* SUPPLIED TEXT
● ● ● ●

The corona pandemic has revealed the vulnerability and crisis susceptibility of complex societies that are globally highly interdependent and linked with one another. Within the scope of a study carried out by the Office of Technology Assessment at the German Bundestag, IASS researchers are making an analysis of hazards with high crisis potential.
The corona pandemic illustrates how little systemic risks caused by pandemics can be isolated in the age of the rapid global flux of people, goods, and information. For one thing, germs rapidly spread worldwide in a globalised world with efficient international transport. What is more, the effects of the pandemic are not limited to the health care system. The pandemic affects our society's whole vital systems, from the food supply, the economic and financial system, and the school system all the way up to cultural and social life - not only in crisis areas, but all around the world. And the risk of future crises of this proportion cannot be dismissed.
Profound crises can only be overcome or even prevented when first signs are identified at an early stage. The study "Crisis radar - strengthening the resilience of society, politics and the economy by means of crisis prediction" carried out by the Office of Technology Assessment at the German Bundestag (TAB), investigates how a continuous anticipatory crisis radar must be designed and institutionally anchored - including at the international level - to enable early crisis and risk management.
Risk analysis lacks farsightedness
Although there is no shortage of institutions that use instruments for early detection, the knowledge gained is not sufficiently used, networked, and transferred and integrated in political processes. To date, risk analyses frequently lack the necessary foresight. Crises and risks are not seen and thought of systemically but rather, in most cases, as an emergency that must be countered acutely - and for a limited period of time.
To be better prepared for the emergence of global shocks in the future, a permanent and global early warning system is needed that detects possible risks and dangers early on and thus enables proactive crisis and risk management. Ultimately, the primary objective of all measures is to maintain the vitality of society and avoid extreme situations of negative impact.

● ● ● ●

* INFORMATION GIVEN
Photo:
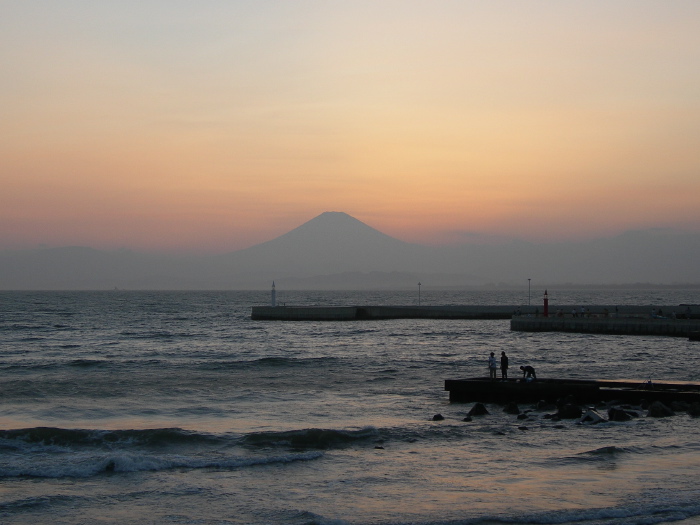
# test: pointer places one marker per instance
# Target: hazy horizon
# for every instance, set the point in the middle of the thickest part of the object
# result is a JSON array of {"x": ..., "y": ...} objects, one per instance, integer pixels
[{"x": 212, "y": 127}]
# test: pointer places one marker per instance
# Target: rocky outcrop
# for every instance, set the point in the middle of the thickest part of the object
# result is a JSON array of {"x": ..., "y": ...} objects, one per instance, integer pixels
[
  {"x": 511, "y": 408},
  {"x": 658, "y": 409},
  {"x": 569, "y": 411},
  {"x": 478, "y": 410},
  {"x": 618, "y": 414},
  {"x": 591, "y": 417}
]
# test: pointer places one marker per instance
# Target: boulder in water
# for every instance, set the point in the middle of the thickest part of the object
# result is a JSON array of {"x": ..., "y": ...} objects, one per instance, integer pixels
[
  {"x": 511, "y": 408},
  {"x": 478, "y": 410},
  {"x": 570, "y": 411},
  {"x": 544, "y": 405},
  {"x": 591, "y": 417},
  {"x": 617, "y": 414},
  {"x": 658, "y": 409}
]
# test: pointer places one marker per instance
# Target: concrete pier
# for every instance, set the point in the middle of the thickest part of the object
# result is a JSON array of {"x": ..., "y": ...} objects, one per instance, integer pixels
[
  {"x": 607, "y": 325},
  {"x": 483, "y": 389},
  {"x": 526, "y": 314},
  {"x": 362, "y": 313}
]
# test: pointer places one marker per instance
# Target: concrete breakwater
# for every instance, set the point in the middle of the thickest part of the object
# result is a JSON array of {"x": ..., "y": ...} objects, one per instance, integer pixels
[
  {"x": 362, "y": 313},
  {"x": 607, "y": 325},
  {"x": 583, "y": 390}
]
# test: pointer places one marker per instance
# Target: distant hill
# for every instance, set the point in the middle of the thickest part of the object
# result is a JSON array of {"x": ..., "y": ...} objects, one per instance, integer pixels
[{"x": 337, "y": 251}]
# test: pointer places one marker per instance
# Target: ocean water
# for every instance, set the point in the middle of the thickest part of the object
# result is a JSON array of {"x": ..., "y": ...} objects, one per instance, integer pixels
[{"x": 177, "y": 408}]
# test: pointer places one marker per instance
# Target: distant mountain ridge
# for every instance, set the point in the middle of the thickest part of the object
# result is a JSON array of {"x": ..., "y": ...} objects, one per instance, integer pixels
[{"x": 337, "y": 251}]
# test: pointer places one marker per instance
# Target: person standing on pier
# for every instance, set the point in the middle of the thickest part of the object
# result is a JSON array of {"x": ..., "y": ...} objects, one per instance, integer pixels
[
  {"x": 504, "y": 366},
  {"x": 493, "y": 366},
  {"x": 528, "y": 372}
]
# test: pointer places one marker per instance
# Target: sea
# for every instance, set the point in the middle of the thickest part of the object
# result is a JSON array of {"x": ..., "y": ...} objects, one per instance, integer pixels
[{"x": 172, "y": 407}]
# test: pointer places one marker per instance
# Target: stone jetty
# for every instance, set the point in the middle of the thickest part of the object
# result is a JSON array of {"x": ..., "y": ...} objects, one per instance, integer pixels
[
  {"x": 483, "y": 389},
  {"x": 599, "y": 324}
]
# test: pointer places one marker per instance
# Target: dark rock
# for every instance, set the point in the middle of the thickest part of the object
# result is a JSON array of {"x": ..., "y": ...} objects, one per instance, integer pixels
[
  {"x": 591, "y": 417},
  {"x": 566, "y": 400},
  {"x": 478, "y": 410},
  {"x": 544, "y": 405},
  {"x": 658, "y": 409},
  {"x": 679, "y": 406},
  {"x": 569, "y": 411},
  {"x": 511, "y": 408},
  {"x": 617, "y": 414}
]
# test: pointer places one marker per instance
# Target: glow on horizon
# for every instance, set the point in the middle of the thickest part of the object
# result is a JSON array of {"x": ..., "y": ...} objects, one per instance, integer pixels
[{"x": 211, "y": 127}]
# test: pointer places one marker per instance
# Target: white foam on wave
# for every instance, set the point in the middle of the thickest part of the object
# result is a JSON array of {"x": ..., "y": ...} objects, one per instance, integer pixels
[{"x": 84, "y": 465}]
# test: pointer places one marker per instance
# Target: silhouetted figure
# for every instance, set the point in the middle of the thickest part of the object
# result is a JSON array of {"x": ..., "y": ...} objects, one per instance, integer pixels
[
  {"x": 528, "y": 371},
  {"x": 493, "y": 366},
  {"x": 504, "y": 366}
]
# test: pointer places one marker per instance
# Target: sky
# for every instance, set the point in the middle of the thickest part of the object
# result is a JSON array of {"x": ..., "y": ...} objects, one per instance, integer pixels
[{"x": 211, "y": 126}]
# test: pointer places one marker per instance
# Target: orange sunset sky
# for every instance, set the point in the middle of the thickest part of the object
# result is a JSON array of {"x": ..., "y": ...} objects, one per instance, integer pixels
[{"x": 210, "y": 126}]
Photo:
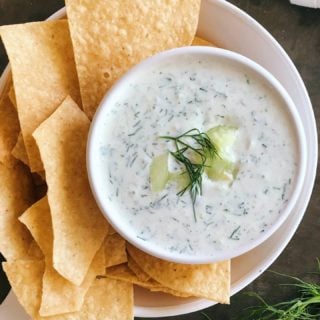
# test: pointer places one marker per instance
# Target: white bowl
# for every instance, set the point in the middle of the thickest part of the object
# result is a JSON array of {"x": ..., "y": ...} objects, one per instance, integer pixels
[
  {"x": 229, "y": 27},
  {"x": 98, "y": 169}
]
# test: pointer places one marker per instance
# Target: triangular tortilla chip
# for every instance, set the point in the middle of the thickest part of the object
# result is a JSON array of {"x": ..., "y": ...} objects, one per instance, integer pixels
[
  {"x": 25, "y": 277},
  {"x": 9, "y": 129},
  {"x": 16, "y": 194},
  {"x": 43, "y": 71},
  {"x": 79, "y": 227},
  {"x": 210, "y": 281},
  {"x": 110, "y": 37},
  {"x": 58, "y": 294}
]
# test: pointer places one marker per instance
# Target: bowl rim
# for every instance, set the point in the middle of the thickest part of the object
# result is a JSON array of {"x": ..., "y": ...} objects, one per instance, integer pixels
[{"x": 93, "y": 172}]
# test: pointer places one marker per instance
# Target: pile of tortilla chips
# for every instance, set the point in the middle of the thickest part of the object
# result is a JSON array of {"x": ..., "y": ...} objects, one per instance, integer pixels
[{"x": 62, "y": 259}]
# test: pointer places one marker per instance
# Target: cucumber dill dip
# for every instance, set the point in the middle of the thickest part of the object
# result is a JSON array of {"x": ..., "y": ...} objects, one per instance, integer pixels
[{"x": 198, "y": 154}]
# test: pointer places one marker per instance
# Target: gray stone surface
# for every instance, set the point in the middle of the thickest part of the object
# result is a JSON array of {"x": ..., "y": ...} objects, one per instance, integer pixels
[{"x": 298, "y": 31}]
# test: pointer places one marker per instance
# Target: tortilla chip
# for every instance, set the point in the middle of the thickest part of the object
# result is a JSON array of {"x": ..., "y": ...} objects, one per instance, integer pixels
[
  {"x": 25, "y": 277},
  {"x": 58, "y": 294},
  {"x": 210, "y": 281},
  {"x": 38, "y": 221},
  {"x": 197, "y": 41},
  {"x": 16, "y": 194},
  {"x": 34, "y": 252},
  {"x": 137, "y": 270},
  {"x": 9, "y": 129},
  {"x": 43, "y": 69},
  {"x": 61, "y": 296},
  {"x": 124, "y": 273},
  {"x": 12, "y": 96},
  {"x": 110, "y": 37},
  {"x": 19, "y": 150},
  {"x": 79, "y": 228},
  {"x": 115, "y": 250},
  {"x": 108, "y": 299}
]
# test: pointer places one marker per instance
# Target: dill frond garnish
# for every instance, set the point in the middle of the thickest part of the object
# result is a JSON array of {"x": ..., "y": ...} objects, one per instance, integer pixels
[
  {"x": 305, "y": 306},
  {"x": 193, "y": 148}
]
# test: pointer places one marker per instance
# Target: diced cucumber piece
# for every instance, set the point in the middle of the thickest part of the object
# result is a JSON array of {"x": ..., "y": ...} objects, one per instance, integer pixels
[
  {"x": 222, "y": 137},
  {"x": 159, "y": 173},
  {"x": 221, "y": 167},
  {"x": 180, "y": 178}
]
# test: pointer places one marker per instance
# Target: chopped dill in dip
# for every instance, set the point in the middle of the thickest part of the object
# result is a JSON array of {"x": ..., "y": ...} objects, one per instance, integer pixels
[{"x": 238, "y": 202}]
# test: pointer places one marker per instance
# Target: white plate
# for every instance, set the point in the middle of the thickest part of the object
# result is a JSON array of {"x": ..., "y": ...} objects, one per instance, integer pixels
[{"x": 230, "y": 28}]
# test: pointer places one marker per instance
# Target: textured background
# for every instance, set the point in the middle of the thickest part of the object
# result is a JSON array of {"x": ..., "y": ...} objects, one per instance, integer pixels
[{"x": 298, "y": 30}]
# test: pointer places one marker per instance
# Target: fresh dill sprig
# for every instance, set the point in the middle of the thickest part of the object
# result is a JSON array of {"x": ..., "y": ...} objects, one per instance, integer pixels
[
  {"x": 305, "y": 307},
  {"x": 192, "y": 145}
]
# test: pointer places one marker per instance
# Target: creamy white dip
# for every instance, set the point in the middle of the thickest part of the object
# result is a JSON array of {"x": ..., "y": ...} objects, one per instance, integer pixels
[{"x": 170, "y": 99}]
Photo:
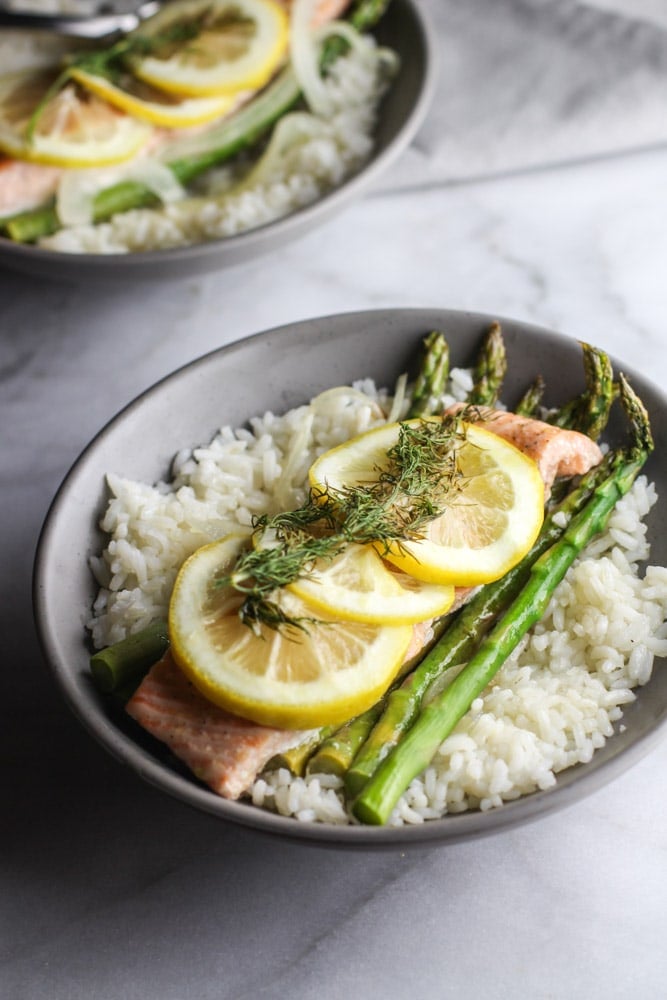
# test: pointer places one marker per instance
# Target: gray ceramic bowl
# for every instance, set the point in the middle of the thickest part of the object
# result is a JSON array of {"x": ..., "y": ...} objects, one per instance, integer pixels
[
  {"x": 297, "y": 361},
  {"x": 403, "y": 110}
]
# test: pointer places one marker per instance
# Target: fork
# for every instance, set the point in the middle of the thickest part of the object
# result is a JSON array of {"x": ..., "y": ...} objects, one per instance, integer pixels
[{"x": 101, "y": 25}]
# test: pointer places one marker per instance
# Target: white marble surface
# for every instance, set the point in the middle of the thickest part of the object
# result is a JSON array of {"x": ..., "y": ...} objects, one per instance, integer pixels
[{"x": 109, "y": 889}]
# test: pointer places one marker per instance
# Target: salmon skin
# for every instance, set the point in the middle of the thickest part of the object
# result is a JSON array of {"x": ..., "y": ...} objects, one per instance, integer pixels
[{"x": 226, "y": 752}]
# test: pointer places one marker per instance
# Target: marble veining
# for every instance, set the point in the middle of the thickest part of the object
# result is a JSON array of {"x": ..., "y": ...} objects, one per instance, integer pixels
[{"x": 504, "y": 204}]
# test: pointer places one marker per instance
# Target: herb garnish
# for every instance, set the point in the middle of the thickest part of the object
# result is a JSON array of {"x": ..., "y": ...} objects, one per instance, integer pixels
[{"x": 419, "y": 480}]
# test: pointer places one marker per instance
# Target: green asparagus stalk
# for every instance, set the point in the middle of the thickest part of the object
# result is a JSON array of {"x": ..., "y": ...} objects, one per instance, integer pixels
[
  {"x": 120, "y": 666},
  {"x": 530, "y": 402},
  {"x": 296, "y": 758},
  {"x": 490, "y": 369},
  {"x": 461, "y": 638},
  {"x": 589, "y": 412},
  {"x": 241, "y": 132},
  {"x": 337, "y": 751},
  {"x": 439, "y": 717},
  {"x": 432, "y": 376}
]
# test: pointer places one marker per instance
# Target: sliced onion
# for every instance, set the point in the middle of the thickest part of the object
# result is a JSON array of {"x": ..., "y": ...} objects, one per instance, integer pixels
[
  {"x": 304, "y": 54},
  {"x": 291, "y": 131},
  {"x": 77, "y": 189}
]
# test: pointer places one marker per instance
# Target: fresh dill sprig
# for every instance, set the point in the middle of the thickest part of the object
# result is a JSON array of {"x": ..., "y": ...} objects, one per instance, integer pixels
[{"x": 418, "y": 480}]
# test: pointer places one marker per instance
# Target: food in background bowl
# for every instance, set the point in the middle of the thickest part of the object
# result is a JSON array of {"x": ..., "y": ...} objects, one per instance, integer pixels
[{"x": 208, "y": 122}]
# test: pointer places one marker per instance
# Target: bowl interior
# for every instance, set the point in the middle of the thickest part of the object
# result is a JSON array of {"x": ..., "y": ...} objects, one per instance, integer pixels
[
  {"x": 275, "y": 371},
  {"x": 403, "y": 109}
]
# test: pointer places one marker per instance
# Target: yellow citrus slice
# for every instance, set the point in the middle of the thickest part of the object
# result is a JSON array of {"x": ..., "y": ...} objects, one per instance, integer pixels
[
  {"x": 142, "y": 101},
  {"x": 233, "y": 45},
  {"x": 488, "y": 524},
  {"x": 295, "y": 678},
  {"x": 75, "y": 128},
  {"x": 357, "y": 586}
]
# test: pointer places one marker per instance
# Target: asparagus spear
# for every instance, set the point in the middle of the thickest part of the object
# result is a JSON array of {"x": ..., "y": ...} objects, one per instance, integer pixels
[
  {"x": 490, "y": 369},
  {"x": 241, "y": 132},
  {"x": 336, "y": 752},
  {"x": 440, "y": 716},
  {"x": 589, "y": 412},
  {"x": 432, "y": 377},
  {"x": 460, "y": 638},
  {"x": 296, "y": 758},
  {"x": 116, "y": 668},
  {"x": 529, "y": 404}
]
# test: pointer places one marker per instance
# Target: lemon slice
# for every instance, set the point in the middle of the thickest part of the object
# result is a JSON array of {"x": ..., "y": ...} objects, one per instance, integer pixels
[
  {"x": 357, "y": 586},
  {"x": 142, "y": 101},
  {"x": 238, "y": 45},
  {"x": 296, "y": 678},
  {"x": 75, "y": 129},
  {"x": 486, "y": 528}
]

● ● ● ●

* TASK SET
A. From the passage on crisis prediction, repeat word for word the portion starting with "To be better" and going on through "of negative impact.".
B. List the areas that the title of the study in the passage on crisis prediction says it aims to make more resilient.

* RESPONSES BY TASK
A.
To be better prepared for the emergence of global shocks in the future, a permanent and global early warning system is needed that detects possible risks and dangers early on and thus enables proactive crisis and risk management. Ultimately, the primary objective of all measures is to maintain the vitality of society and avoid extreme situations of negative impact.

B.
- society
- politics
- the economy